■ GIVEN PASSAGE
== Segment start ==

The main strength of this study was its use of a nation-wide population-based dataset from Taiwan. Taiwan is a country with more than 23 million people on a 35.8 thousand square kilometer island, which launched a universal national health insurance (NHI) program in the end of 1995. Under a single-payer system operated by the Taiwanese government, the NHI program covered 98% of Taiwan’s population by 2009. The population-based dataset associated with this program offered the statistical power necessary to detect real differences. Furthermore, Taiwan is over 98% Han Chinese, and this study could therefore exclude the influence of race and insurance status from our analysis, both of which were previously demonstrated to be important factors influencing the rate of ruptured appendicitis [21], [22].

== Segment end ==

■ DATA FOR REVIEW
== Segment start ==

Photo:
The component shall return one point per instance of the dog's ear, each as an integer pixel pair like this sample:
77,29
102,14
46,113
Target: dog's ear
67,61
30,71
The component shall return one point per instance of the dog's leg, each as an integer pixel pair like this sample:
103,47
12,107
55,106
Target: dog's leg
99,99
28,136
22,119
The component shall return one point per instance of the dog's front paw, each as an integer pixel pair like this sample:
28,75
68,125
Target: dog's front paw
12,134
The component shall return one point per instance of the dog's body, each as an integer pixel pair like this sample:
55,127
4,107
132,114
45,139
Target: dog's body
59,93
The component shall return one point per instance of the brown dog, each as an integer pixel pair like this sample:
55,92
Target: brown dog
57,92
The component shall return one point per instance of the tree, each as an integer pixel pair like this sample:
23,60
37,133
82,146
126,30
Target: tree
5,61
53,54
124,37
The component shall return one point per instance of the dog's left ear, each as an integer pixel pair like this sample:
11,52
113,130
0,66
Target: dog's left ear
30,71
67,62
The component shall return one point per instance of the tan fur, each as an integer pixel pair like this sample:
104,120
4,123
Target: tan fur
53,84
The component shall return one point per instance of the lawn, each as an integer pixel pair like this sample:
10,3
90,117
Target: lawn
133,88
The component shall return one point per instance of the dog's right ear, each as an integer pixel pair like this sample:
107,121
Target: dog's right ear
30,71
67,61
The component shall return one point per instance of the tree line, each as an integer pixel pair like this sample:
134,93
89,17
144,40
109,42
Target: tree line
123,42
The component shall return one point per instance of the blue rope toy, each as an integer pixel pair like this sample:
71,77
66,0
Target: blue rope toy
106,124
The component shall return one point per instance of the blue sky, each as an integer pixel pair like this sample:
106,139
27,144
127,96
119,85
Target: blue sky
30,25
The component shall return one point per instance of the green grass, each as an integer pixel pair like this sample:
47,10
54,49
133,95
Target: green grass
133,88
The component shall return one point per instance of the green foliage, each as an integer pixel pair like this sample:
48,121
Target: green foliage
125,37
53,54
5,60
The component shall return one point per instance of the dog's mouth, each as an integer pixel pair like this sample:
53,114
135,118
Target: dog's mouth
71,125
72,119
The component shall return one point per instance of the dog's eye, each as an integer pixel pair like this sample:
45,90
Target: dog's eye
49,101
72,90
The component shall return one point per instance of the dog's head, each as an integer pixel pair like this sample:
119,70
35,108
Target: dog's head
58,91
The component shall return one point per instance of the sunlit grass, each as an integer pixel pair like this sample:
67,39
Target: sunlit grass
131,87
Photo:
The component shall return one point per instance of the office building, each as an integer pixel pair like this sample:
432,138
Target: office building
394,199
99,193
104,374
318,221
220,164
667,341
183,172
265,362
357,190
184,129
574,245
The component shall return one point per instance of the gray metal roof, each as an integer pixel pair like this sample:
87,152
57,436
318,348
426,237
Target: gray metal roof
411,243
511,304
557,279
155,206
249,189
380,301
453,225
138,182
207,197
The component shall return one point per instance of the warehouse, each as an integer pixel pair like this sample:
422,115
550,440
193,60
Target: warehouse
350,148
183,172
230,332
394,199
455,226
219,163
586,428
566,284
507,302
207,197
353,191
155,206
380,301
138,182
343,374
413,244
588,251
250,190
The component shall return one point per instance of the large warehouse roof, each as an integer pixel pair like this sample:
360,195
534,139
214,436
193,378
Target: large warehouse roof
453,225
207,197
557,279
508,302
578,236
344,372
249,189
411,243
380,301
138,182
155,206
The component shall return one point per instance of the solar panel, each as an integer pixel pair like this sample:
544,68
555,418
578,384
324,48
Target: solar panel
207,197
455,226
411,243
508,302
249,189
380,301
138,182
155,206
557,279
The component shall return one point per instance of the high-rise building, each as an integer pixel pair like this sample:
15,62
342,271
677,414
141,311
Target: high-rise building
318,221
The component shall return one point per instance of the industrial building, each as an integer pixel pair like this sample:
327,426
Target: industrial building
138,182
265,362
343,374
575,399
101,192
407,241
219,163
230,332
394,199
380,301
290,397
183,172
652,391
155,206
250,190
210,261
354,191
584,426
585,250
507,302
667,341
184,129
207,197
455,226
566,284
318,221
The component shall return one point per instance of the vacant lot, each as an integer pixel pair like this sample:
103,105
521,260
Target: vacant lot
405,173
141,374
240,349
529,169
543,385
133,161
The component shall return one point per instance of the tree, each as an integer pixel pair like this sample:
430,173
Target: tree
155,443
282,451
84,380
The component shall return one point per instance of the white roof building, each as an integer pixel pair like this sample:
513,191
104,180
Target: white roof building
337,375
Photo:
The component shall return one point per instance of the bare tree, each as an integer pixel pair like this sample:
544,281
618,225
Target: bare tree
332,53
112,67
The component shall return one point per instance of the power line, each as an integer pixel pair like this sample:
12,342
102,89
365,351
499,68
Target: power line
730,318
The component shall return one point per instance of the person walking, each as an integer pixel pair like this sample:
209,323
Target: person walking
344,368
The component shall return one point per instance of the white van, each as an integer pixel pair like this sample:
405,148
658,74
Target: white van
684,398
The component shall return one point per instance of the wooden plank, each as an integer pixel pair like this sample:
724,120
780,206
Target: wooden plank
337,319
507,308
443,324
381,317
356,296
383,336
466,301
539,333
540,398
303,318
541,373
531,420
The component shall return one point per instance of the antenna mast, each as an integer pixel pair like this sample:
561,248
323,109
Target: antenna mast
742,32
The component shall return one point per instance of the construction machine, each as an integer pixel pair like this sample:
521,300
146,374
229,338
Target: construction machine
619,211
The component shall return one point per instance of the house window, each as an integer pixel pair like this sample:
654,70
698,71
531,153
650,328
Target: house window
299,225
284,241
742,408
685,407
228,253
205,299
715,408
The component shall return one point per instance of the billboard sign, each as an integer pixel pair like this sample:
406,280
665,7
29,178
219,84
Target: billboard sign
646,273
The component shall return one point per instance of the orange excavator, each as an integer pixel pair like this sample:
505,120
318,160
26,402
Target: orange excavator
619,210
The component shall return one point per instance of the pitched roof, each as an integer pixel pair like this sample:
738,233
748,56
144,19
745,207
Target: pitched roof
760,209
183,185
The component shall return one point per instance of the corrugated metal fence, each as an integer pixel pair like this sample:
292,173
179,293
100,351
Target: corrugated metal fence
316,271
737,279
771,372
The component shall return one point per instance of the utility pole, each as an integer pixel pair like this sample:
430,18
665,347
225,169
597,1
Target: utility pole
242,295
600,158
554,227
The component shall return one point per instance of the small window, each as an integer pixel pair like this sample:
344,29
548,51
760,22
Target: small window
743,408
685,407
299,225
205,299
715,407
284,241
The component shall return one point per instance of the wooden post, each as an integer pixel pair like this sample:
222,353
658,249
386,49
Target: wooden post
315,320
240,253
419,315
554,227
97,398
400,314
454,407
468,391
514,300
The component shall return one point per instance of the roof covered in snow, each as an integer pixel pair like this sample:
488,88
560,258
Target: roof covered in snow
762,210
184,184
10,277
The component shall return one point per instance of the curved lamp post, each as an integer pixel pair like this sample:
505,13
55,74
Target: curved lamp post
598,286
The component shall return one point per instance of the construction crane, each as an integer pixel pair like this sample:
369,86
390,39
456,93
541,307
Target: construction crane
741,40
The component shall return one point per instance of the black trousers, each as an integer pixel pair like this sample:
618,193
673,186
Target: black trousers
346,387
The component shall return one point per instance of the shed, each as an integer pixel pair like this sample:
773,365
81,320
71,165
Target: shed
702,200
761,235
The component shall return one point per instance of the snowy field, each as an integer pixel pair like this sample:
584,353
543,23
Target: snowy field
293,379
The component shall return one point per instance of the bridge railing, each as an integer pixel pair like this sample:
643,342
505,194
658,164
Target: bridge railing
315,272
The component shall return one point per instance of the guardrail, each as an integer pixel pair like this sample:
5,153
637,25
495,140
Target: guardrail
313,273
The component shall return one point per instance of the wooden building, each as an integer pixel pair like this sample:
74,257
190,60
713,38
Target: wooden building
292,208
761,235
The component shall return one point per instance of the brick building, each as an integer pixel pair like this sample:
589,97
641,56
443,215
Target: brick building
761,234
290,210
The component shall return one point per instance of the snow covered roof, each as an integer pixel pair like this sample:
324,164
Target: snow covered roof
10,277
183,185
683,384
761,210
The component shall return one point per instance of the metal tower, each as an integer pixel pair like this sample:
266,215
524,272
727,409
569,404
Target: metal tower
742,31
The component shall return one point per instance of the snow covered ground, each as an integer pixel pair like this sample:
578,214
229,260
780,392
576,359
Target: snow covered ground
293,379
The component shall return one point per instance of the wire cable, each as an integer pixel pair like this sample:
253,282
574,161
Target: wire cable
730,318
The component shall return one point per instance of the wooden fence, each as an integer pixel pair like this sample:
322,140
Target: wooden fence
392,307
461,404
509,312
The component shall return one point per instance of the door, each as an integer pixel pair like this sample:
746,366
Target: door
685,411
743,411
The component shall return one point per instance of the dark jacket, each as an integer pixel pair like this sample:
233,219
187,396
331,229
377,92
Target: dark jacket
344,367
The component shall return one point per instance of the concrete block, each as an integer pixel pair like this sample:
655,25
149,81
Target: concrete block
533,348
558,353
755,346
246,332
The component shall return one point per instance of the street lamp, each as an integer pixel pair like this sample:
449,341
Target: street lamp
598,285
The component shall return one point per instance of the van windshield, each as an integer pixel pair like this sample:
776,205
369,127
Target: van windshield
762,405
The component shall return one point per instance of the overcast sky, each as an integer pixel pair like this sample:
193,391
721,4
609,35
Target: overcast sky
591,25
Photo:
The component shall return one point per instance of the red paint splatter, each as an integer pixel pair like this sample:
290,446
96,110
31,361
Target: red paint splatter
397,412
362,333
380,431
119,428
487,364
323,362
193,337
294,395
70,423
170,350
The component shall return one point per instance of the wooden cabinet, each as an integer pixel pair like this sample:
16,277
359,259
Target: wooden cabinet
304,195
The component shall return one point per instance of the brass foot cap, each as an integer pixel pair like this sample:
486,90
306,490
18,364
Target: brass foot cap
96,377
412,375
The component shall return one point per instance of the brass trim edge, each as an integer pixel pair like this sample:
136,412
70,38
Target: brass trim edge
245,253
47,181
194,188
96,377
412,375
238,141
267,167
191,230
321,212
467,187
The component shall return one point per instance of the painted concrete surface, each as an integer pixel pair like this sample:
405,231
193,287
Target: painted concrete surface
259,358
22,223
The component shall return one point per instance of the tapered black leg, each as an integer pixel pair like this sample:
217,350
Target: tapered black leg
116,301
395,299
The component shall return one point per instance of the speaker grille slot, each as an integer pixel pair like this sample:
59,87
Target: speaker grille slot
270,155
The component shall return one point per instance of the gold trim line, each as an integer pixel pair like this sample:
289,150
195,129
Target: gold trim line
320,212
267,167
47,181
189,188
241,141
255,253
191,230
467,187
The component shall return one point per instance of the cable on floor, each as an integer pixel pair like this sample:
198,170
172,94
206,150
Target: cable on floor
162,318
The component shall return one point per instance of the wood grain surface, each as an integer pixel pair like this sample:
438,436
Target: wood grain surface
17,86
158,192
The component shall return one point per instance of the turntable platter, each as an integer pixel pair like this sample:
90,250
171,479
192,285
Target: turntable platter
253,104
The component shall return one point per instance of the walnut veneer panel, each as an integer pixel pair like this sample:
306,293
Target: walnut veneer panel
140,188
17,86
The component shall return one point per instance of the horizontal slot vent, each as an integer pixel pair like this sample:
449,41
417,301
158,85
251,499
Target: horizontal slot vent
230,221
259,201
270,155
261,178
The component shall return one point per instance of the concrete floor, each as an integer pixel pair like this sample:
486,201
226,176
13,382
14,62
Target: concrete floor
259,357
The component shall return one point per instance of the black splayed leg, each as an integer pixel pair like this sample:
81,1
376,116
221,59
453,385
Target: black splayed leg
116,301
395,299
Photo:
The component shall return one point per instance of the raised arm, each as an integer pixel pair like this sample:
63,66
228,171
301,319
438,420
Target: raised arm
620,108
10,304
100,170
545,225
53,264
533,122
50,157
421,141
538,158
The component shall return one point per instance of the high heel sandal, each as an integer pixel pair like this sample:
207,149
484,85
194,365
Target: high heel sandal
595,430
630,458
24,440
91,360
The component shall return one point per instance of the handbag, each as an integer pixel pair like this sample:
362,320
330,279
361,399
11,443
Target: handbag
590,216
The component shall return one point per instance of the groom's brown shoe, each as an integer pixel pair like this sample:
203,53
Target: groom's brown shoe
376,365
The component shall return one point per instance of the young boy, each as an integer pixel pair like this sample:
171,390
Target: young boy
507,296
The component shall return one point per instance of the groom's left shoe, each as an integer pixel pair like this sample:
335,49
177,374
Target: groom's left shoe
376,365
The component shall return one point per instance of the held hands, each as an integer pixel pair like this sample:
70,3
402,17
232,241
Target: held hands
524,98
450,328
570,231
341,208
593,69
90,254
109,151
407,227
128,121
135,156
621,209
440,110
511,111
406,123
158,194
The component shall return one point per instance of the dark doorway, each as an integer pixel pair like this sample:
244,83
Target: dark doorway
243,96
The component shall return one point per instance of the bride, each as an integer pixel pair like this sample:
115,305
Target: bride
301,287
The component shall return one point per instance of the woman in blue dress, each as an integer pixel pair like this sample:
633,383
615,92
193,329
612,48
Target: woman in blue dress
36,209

== Segment end ==

■ TASK INSTRUCTIONS
In the passage on the Taiwanese dataset, when did Taiwan launch its universal national health insurance program?

■ OUTPUT BELOW
At the end of 1995.